Data entries:
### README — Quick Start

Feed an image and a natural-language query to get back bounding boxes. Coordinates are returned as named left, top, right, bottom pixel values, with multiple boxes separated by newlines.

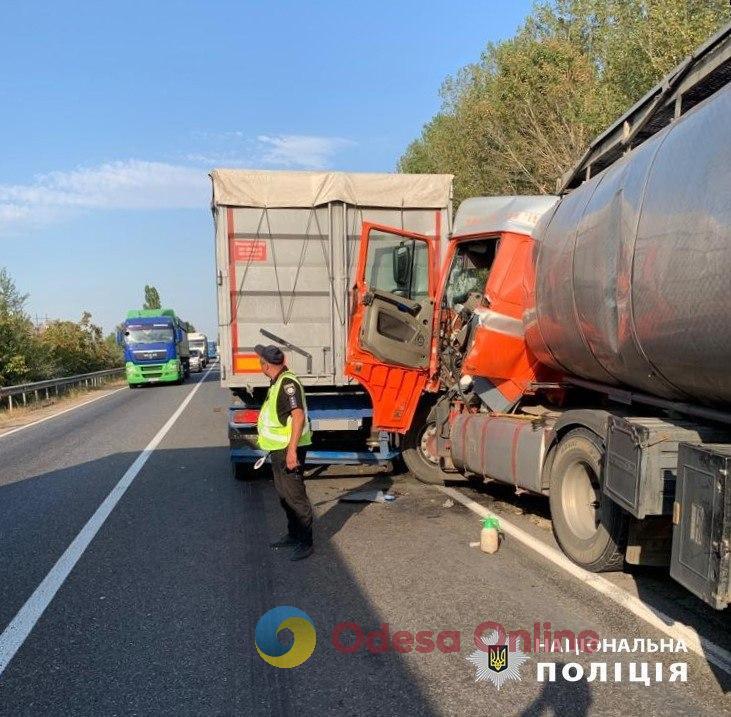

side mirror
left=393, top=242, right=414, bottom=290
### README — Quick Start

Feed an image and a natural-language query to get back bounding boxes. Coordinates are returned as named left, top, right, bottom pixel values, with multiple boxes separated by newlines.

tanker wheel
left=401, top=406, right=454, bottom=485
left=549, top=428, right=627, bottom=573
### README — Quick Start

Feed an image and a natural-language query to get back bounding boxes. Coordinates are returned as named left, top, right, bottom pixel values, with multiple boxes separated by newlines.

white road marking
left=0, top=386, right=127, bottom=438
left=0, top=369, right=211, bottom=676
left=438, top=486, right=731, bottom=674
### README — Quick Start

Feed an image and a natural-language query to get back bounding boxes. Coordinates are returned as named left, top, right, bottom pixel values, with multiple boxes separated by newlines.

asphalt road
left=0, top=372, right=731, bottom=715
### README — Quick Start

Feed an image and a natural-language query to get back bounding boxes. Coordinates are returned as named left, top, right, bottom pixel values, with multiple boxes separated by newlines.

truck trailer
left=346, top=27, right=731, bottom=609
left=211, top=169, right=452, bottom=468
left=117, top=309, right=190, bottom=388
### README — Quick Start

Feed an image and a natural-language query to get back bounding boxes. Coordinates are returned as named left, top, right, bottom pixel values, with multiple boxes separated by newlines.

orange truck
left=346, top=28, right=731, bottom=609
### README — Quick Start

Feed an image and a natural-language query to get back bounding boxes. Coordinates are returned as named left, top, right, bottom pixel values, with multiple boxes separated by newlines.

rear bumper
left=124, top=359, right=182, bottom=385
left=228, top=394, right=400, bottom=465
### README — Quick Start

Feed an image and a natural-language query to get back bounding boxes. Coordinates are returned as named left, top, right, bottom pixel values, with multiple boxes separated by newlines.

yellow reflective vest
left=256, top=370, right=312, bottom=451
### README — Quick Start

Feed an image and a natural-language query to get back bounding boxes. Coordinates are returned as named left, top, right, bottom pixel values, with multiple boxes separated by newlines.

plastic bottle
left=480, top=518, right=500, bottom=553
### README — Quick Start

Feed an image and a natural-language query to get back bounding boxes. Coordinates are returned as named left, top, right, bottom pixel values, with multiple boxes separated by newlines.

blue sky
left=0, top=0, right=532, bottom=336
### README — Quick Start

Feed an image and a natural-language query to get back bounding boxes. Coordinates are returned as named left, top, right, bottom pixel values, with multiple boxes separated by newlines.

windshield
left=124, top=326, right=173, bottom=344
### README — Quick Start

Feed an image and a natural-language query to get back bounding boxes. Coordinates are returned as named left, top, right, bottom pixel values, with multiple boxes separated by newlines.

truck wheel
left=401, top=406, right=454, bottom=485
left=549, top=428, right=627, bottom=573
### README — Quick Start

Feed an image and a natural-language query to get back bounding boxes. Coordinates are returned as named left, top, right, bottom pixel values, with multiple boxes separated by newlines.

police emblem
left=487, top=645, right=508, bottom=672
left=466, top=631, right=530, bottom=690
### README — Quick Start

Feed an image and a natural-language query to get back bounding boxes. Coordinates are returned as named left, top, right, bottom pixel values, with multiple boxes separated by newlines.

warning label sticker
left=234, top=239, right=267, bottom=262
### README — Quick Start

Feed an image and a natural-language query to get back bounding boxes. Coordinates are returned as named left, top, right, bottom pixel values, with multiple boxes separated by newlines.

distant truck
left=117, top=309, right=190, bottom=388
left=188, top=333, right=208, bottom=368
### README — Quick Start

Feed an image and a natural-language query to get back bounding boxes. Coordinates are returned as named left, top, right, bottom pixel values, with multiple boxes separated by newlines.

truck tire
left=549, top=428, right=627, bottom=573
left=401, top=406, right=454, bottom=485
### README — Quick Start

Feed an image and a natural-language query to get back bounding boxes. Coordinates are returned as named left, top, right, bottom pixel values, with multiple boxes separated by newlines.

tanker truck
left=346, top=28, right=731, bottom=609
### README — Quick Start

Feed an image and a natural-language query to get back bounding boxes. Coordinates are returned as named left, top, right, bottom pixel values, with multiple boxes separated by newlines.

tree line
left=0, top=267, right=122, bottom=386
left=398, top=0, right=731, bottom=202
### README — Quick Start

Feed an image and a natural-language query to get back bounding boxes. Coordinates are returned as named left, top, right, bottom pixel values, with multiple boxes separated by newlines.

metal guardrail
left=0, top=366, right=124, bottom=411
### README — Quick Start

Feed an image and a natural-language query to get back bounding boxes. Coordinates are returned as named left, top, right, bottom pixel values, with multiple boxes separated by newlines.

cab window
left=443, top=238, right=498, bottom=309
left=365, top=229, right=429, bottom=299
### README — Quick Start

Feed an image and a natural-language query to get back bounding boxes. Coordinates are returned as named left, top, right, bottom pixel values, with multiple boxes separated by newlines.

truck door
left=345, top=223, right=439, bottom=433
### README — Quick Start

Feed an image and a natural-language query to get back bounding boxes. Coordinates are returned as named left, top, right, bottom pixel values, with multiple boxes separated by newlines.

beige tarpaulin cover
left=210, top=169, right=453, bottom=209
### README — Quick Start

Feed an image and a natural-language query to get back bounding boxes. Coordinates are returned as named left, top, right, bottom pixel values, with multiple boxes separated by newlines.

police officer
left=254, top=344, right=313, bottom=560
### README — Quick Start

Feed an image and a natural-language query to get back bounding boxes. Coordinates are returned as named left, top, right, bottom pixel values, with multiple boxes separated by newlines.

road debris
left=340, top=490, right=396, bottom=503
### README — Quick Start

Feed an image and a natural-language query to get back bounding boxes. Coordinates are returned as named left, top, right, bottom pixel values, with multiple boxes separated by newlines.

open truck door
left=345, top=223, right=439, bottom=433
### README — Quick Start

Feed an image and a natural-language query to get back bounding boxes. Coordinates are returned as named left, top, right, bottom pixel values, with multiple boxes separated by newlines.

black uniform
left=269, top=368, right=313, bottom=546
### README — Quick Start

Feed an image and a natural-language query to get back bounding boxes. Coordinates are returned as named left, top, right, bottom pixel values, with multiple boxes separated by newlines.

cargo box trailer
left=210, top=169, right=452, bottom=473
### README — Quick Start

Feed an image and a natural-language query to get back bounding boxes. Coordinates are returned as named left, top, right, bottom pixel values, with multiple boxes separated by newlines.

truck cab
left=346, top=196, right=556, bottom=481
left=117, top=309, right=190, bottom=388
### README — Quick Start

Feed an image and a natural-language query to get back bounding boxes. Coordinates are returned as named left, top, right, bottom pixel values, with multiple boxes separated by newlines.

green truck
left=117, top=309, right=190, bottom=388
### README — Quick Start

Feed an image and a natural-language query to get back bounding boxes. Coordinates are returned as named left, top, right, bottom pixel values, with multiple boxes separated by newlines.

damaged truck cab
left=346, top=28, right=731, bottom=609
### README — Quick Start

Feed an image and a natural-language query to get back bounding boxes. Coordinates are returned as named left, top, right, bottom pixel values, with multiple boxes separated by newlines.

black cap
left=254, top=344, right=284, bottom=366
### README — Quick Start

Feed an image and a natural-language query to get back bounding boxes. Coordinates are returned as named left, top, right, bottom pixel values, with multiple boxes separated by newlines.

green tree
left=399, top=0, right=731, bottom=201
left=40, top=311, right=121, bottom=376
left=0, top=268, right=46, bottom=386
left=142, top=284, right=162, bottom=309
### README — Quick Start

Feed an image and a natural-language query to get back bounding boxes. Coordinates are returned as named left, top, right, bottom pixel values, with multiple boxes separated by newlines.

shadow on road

--- YOUR OBJECTIVE ---
Report each line of the data above that contains the word "truck", copying every such line in full. Case counts when matching.

--- FULL ANSWER ---
truck trailer
orange truck
truck wheel
distant truck
truck tire
tanker truck
truck door
open truck door
truck cab
green truck
damaged truck cab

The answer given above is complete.